- Set task
Rewrite the records below, changing every "arched opening" to "arched doorway" and keeping all other text the same.

- Records supplied
------------------------------------------------
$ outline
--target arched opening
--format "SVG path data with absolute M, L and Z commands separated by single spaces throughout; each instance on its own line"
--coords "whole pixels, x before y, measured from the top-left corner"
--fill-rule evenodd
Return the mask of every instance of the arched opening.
------------------------------------------------
- Output
$ outline
--target arched doorway
--format "SVG path data with absolute M, L and Z commands separated by single spaces throughout; each instance on its own line"
--coords "whole pixels, x before y, measured from the top-left corner"
--fill-rule evenodd
Return the mask of every instance of the arched doorway.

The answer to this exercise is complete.